Protected wildlife area in India

Vallanadu Wildlife Sanctuary is a protected area of Tamil Nadu in South India created for the protection of blackbuck antelope.
Located on an isolated hillock in Vallanadu Village of Srivaikundam Taluk, it is the southernmost place in India where a natural population of blackbuck exists.

==Flora==
The sanctuary is a South Deccan Plateau dry deciduous forest. The thorny hardwood and xerophytes:
Dalbergia horrida (see Dalbergia), Dichrostachys cinerea, Vachellia horrida, Acacia planifrons, Albizia amara, Zizyphus sp. and a few Azadirachta indica, Dodonaea viscosa Carissa carandas, Pterolobium hexapetalum, Euphorbia, Acalypha fruticosa and Ocimum tenuiflorum form the undergrowth.

==Fauna==
Blackbuck, spotted deer, macaque, jungle cat, monkey, wild cat, mongoose, black naped hare, scaly anteater, viper and rat snake live here.

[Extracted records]
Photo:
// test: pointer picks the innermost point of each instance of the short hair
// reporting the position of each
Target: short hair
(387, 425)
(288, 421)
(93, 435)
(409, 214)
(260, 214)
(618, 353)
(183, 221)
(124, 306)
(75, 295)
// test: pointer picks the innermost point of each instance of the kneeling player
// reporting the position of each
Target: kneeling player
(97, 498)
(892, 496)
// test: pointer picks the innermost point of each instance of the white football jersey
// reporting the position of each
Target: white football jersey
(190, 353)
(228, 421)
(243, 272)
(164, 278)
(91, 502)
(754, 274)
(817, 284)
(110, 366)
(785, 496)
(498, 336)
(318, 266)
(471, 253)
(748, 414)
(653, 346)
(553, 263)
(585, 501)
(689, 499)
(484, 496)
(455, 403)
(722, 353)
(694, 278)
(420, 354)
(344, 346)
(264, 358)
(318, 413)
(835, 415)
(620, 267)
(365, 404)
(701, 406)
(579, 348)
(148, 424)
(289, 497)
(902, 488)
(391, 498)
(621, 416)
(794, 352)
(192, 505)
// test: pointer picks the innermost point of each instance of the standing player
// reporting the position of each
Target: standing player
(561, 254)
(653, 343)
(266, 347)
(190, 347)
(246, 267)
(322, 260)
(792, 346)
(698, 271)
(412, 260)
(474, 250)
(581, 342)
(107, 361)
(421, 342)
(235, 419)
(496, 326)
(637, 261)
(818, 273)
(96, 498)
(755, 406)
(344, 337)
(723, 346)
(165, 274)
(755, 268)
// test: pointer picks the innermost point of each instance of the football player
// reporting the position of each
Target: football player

→ Required actions:
(a) Condense the paragraph that begins "Vallanadu Wildlife Sanctuary is a protected area" in the Vallanadu Wildlife Sanctuary text. Keep its main facts.
(b) Pick up the Vallanadu Wildlife Sanctuary text after its last sentence and carry it on.

→ Solved problems:
(a) Vallanadu Wildlife Sanctuary is a protected area in Tamil Nadu, South India, created to protect blackbuck antelope. It lies on an isolated hillock in Vallanadu Village, Srivaikundam Taluk, and is India's southernmost place with a natural blackbuck population.

(b)
Peafowl, heron, stork, grey partridges, jungle crow, common quails, pied crested cuckoo, crested-hawk eagle, black-winged kite, curlew, lapwing, nightjar, sparrows, horned owl, and nearly 100 other species of birds are found in the area.

The blackbuck population is around 20-40. Thick acacia growth makes it difficult to determine a precise population count. The blackbucks regularly come out of the scrubs and graze in wastelands on the eastern side of the sanctuary.

==Visitor information==
In 2007 Rs. 7 lakh, earmarked under the Centre's "Development of Sanctuaries" scheme will be spent to repair fencing, increase the height of a watchtower by 14 metres, improve the water supply and erect awareness boards. Also, fruit-yielding tree saplings will be planted to attract more birds.

Nearest airport is at Vagaikulam, Thoothukudi – 22.22 km. Nearest Railway station is Tirunelveli Junction – 16.5 km away.